— Start Entries provided —
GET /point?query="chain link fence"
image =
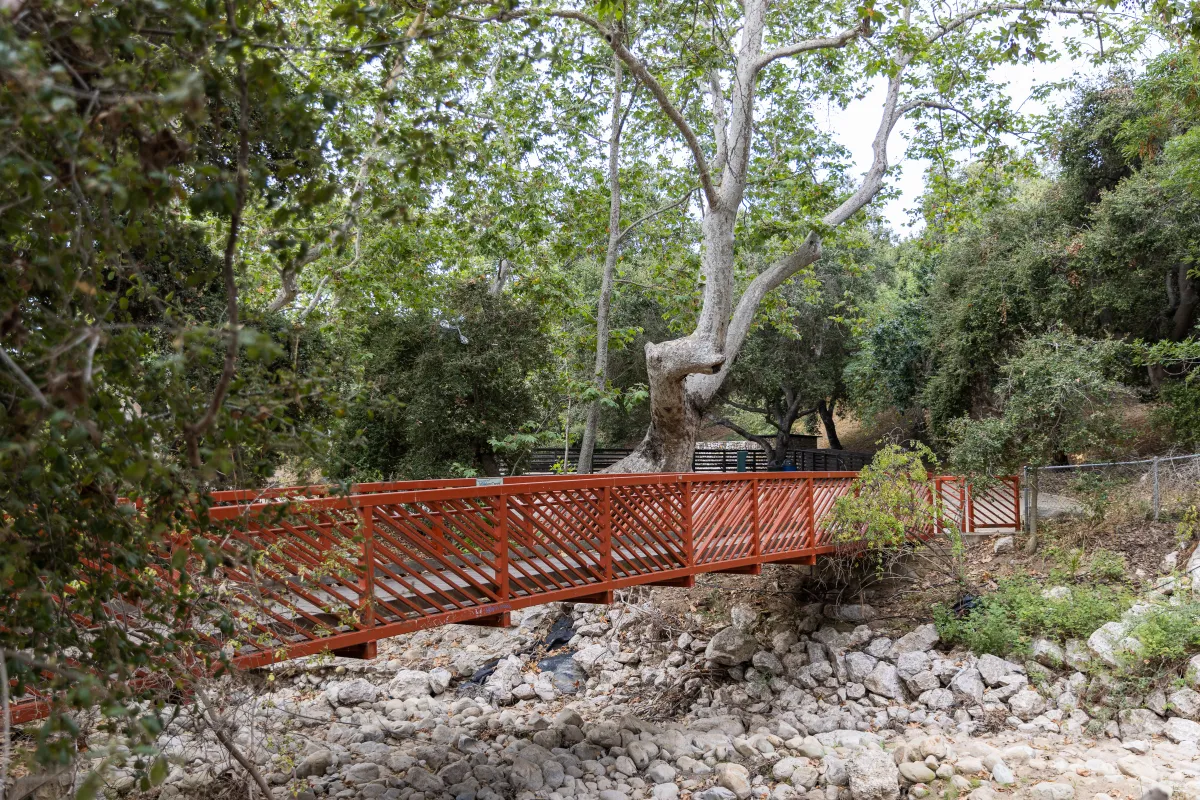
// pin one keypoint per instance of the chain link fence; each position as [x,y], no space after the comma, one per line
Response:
[1151,488]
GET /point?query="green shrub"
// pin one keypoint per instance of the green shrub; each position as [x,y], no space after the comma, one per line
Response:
[1008,619]
[1169,635]
[1108,564]
[1180,411]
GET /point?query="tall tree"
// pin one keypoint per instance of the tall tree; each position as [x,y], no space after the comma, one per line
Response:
[919,52]
[600,373]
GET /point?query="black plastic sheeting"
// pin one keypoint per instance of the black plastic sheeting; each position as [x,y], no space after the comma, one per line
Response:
[559,663]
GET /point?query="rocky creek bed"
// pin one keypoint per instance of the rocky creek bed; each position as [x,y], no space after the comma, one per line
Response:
[605,703]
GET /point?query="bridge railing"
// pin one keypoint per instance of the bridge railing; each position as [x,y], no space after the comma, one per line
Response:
[309,570]
[335,571]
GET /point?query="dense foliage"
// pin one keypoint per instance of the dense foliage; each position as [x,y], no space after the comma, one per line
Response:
[1098,244]
[246,244]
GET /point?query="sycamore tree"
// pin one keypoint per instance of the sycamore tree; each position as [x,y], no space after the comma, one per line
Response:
[725,79]
[792,367]
[1056,396]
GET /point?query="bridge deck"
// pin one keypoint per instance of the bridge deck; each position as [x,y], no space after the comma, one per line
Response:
[311,571]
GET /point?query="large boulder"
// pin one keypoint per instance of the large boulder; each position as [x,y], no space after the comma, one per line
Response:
[885,680]
[1048,654]
[526,776]
[1027,704]
[913,662]
[733,777]
[922,638]
[1139,723]
[409,683]
[937,699]
[859,666]
[589,657]
[357,692]
[423,780]
[1111,643]
[993,668]
[503,679]
[731,647]
[969,685]
[315,764]
[873,775]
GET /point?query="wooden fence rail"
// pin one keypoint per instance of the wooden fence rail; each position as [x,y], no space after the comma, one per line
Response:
[311,570]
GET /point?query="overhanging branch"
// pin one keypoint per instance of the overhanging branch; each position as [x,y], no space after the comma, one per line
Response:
[820,43]
[635,65]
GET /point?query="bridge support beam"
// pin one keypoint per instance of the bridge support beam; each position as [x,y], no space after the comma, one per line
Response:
[366,650]
[599,599]
[749,569]
[685,582]
[503,619]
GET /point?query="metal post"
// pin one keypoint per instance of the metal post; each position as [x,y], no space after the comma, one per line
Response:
[754,516]
[366,599]
[606,531]
[502,546]
[1025,498]
[1156,489]
[689,539]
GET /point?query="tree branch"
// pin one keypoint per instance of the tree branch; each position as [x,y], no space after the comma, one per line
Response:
[657,212]
[762,441]
[821,43]
[636,67]
[219,728]
[289,284]
[193,432]
[24,380]
[719,121]
[997,7]
[748,305]
[743,407]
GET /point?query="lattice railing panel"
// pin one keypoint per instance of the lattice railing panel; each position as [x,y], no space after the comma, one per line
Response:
[784,515]
[995,506]
[723,521]
[648,529]
[826,492]
[555,540]
[433,557]
[293,575]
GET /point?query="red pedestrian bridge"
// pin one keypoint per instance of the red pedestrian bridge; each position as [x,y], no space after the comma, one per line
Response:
[312,571]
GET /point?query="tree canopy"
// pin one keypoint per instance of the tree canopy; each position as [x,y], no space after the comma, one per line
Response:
[244,244]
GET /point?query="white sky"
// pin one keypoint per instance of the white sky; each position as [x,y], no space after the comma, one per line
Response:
[856,125]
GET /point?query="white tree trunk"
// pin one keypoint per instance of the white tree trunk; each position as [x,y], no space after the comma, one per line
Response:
[600,374]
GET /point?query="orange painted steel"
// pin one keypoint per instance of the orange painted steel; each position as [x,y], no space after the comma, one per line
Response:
[340,572]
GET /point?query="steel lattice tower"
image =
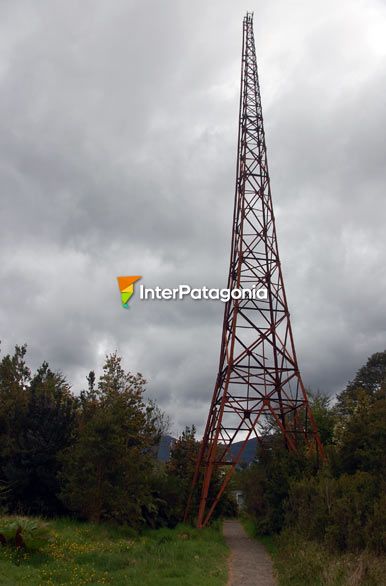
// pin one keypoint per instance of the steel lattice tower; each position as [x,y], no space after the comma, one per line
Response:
[258,382]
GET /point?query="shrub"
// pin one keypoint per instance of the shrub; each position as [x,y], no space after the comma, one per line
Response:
[24,533]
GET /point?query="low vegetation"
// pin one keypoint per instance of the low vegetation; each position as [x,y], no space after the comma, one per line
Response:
[81,553]
[326,525]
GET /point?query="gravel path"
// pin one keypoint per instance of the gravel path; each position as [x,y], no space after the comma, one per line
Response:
[249,564]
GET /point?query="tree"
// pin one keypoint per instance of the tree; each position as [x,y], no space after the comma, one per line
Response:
[368,380]
[106,472]
[48,429]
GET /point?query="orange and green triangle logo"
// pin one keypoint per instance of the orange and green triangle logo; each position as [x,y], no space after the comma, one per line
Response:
[126,287]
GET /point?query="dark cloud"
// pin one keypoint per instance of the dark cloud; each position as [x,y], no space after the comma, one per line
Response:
[118,127]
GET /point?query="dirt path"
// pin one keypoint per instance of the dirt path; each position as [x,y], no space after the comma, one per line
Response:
[249,564]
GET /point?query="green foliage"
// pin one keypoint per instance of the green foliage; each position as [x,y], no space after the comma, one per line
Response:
[84,553]
[24,533]
[341,506]
[369,379]
[106,471]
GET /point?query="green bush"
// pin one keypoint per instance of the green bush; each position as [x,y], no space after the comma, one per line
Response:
[24,533]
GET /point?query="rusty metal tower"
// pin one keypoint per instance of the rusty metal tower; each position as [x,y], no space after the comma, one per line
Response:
[258,383]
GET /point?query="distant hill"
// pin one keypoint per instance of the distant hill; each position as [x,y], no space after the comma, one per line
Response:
[248,455]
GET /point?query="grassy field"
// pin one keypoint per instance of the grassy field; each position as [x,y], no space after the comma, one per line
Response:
[299,562]
[82,553]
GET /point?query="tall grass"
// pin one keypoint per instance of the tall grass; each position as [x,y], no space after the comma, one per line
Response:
[299,562]
[83,553]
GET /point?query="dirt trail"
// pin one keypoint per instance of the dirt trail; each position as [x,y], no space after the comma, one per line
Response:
[249,563]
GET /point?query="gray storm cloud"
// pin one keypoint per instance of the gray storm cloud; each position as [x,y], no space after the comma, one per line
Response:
[118,126]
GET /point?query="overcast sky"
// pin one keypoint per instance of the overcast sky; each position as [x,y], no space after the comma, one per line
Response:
[118,128]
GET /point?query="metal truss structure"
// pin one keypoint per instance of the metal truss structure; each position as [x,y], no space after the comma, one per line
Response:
[258,384]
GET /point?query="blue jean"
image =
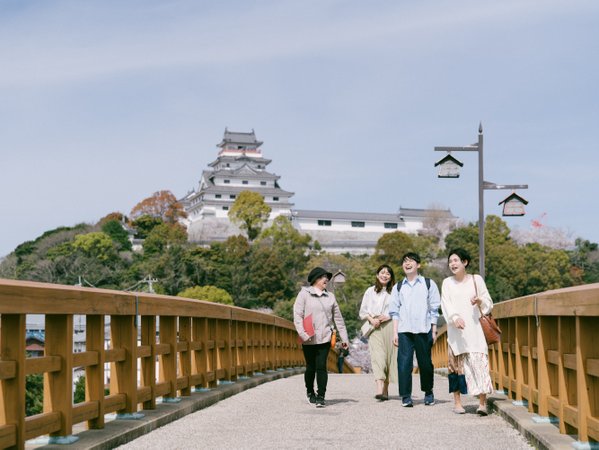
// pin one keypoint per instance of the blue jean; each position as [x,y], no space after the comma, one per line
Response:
[408,344]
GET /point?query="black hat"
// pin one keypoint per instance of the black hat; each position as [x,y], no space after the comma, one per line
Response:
[316,273]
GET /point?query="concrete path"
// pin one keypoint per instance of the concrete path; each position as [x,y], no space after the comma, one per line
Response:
[276,415]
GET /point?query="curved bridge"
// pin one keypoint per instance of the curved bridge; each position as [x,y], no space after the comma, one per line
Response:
[160,347]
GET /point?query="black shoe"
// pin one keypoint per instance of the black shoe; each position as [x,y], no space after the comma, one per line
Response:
[320,402]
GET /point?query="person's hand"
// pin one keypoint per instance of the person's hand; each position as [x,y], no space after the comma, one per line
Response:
[476,301]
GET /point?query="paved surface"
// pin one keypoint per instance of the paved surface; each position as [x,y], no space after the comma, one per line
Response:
[275,415]
[270,411]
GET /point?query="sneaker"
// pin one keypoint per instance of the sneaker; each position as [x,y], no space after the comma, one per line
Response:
— End Entries provided —
Except for the pictures, give all the material above again verbatim.

Exercise output:
GET /point?query="chain link fence"
image =
// pin one keypoint per instance of the chain link fence; each position as [x,y], no space after the comma, one per line
Response:
[1151,488]
GET /point?query="green shrub"
// pin one keypoint per instance of the green shrub; each position as [x,y], no space after the comma, one per line
Response:
[1008,619]
[1169,635]
[1108,564]
[1180,411]
GET /point?query="tall tree"
// pin one keypoint per instance of the tall tree; each position as [x,y], no space after the comma, one per line
Response:
[919,52]
[600,373]
GET /point?query="black plastic sheeting"
// pin one keypoint per instance of the black plastic sheeting; each position as [x,y], no space after the comma, one per line
Response:
[559,663]
GET /point?query="rocky creek bed"
// pin one keypoint per instance of the rocky creek bed; each position as [x,y], no space after the comma, one per line
Response:
[605,703]
GET /point?query="bridge railing"
// pin one keypoint per instance of the bridge railing; each position as [x,y], no space after the comma, one per line
Response:
[309,570]
[335,571]
GET /point?query="dense foliage"
// pin one keypoint per instance of the dense foliage; each position as [x,y], no space after the comma, one per line
Response:
[1098,244]
[246,244]
GET /point?query="sycamore tree"
// pin one keypoint per instance of the sycamore tree; each position as [x,y], no space after the comma, one per line
Response:
[725,79]
[792,367]
[1056,396]
GET /point?query="bridge deck"
// pin one keypoint per instance of the bridge deck; each position as [x,y], no space after the comma, one per line
Response:
[311,571]
GET /point?query="large boulder"
// pin one keypoint per instance of the large boulder; each position as [x,y], no space after the comma, one per line
Response:
[885,680]
[1048,654]
[526,776]
[1027,704]
[913,662]
[733,777]
[922,638]
[1139,723]
[409,683]
[937,699]
[859,666]
[589,657]
[357,692]
[423,780]
[1111,643]
[993,668]
[503,679]
[731,647]
[969,685]
[315,764]
[873,775]
GET /point?query="wooden fence rail"
// pin one keypoint per instance of the wooden fence rail; each position as [x,y], no space after the comma, one per line
Response:
[311,570]
GET /point?query="overhanging branch"
// pin one keypoint per instance of the overhanging branch; each position as [x,y], no space after the comma, one per line
Response:
[820,43]
[635,65]
GET /point?query="bridge support beam"
// pin one keypoint per instance of the bridge support beam; each position as [x,y], no space after the comma, one per line
Response:
[366,650]
[599,599]
[749,569]
[685,582]
[503,619]
GET /point?query="metal post"
// pin one keypoint per instance of the metal post; each position as [x,y], no space after the comma, one per line
Response:
[754,516]
[366,599]
[606,531]
[502,546]
[1025,498]
[1156,489]
[689,539]
GET /point?query="tree branch"
// pin one keypoint per instance of the tree branch; each position as [x,y], no space after the comma, one per line
Response:
[657,212]
[762,441]
[821,43]
[636,67]
[219,728]
[289,284]
[193,432]
[24,380]
[719,121]
[997,7]
[748,305]
[743,407]
GET /point?query="lattice railing panel"
// pin one keypoint per instance of the lattice railing panel; each position as [x,y], no space after the comma, one per line
Response:
[784,515]
[995,506]
[723,521]
[648,529]
[826,492]
[555,540]
[433,557]
[293,575]
GET /point?query="red pedestrian bridge"
// pin one keypoint per instance of the red pedestrian bridge; each position as [x,y], no space after the comma, one per line
Response:
[312,571]
GET /point?query="tree canopy"
// pin one keypoint per instance of the tree canopy; each position as [x,y], no space after the comma, one per line
Response:
[244,244]
GET /point?query="white sky"
// pin one keypoint per instance of the white sky; each position as [x,y], no space after the comma, one per line
Response:
[856,125]
GET /point?query="white tree trunk"
// pin one keypoint per instance of the white tree trunk; each position as [x,y], no space after the comma, one per line
Response:
[600,374]
GET /point?query="orange painted steel"
// pin one keypoint per instance of the orange painted steel; each position as [x,y], no space after the comma, one per line
Response:
[340,572]
GET /point?query="steel lattice tower"
image =
// pin one keypoint per instance of the steel lattice tower; each position as [x,y], no space after the comma, one per line
Response:
[258,382]
GET /point?query="shrub"
// pin one keypoint per instance of the shrub; each position as [x,y], no space after the comma, one per line
Response:
[24,533]
GET /point?query="low vegetation"
// pin one keypoint per instance of the low vegetation; each position as [x,y], no space after the comma, one per line
Response:
[81,553]
[326,525]
GET /point?query="gravel path"
// pin one keypoint per instance of the gravel path; each position as [x,y], no space after the comma, one per line
Response:
[249,564]
GET /point?query="tree"
// pin one keypoint per instance of the tree; each position as [x,y], no space after the comma, one per line
Response:
[368,380]
[106,472]
[48,429]
GET /point?query="orange and green triangle logo"
// pin one keypoint per instance of the orange and green triangle logo; each position as [x,y], no space after the comma, one per line
Response:
[126,287]
GET /point?query="dark cloud"
// pin one keypoint per instance of the dark cloud; each position as [x,y], no space after the comma, one per line
Response:
[118,127]
GET /point?query="dirt path"
// pin one keypoint per instance of the dirt path; each position as [x,y], no space after the comma, one per line
Response:
[249,564]
GET /point?query="green foliage"
// pin one keypoint per instance of the green foliage; each position as [x,y], no space after the comma, one per line
Response:
[84,553]
[24,533]
[341,506]
[369,379]
[106,471]
GET /point?query="green bush"
// pin one keypoint per instance of the green bush; each position as [x,y], no space after the comma, one per line
Response:
[24,533]
GET /point?query="rusty metal tower"
// pin one keypoint per instance of the rusty metal tower; each position as [x,y], no space after the comma, one per line
Response:
[258,383]
GET /point?query="distant hill"
// pin one keypoint per instance of the distant hill; each position as [x,y], no space after the comma, one per line
Response:
[248,455]
GET /point?query="grassy field"
// pin one keypoint per instance of the grassy field; each position as [x,y], no space after the comma, one per line
Response:
[299,562]
[82,553]
GET /point?query="tall grass"
// pin one keypoint per instance of the tall grass; each position as [x,y], no space after the comma, one per line
Response:
[299,562]
[83,553]
GET /point?query="dirt trail"
// pin one keypoint per instance of the dirt trail; each position as [x,y], no space after the comma, one per line
Response:
[249,563]
GET /point?query="gray storm cloud"
// pin one keypoint per instance of the gray storm cloud; each position as [x,y], no space after the comma, one per line
Response:
[118,126]
GET /point?query="overcast sky"
// pin one keypoint per instance of the overcast sky; each position as [x,y], no space after the comma, one per line
Response:
[118,128]
GET /point?query="metal truss structure"
// pin one keypoint per instance of the metal truss structure; each position as [x,y], no space after the comma, one per line
Response:
[258,384]
GET /point?query="blue jean"
image =
// pin one keypoint per instance of the blue jean; each position as [x,y], no space after the comma, one per line
Response:
[408,344]
GET /point?query="black hat"
// pin one keypoint per instance of the black hat; each position as [x,y], no space after the comma, one per line
Response:
[316,273]
GET /point?query="concrete path"
// pin one keypoint per instance of the concrete path; each position as [x,y], no space after the comma, one per line
Response:
[276,415]
GET /point?query="curved bridge"
// pin one keypoint per instance of the curved bridge; each position as [x,y], no space after the comma, one per line
Response:
[160,347]
GET /point?query="black shoe"
// pin one keypoint per instance of the black shoe; each position as [x,y], no space after the comma, one per line
Response:
[320,402]
GET /point?query="person's hand"
// pin one keypoint per instance of the person's hand; each position as [x,y], no space after the comma, one per line
Response:
[476,301]
GET /point?query="paved surface"
// pin one keypoint per instance of the paved surface; each position as [x,y], no space after the comma, one per line
Response:
[275,415]
[270,411]
GET /point?query="sneaker"
// pin one keypoint per instance of the sneaker; each position as [x,y], no space after the comma, one per line
Response:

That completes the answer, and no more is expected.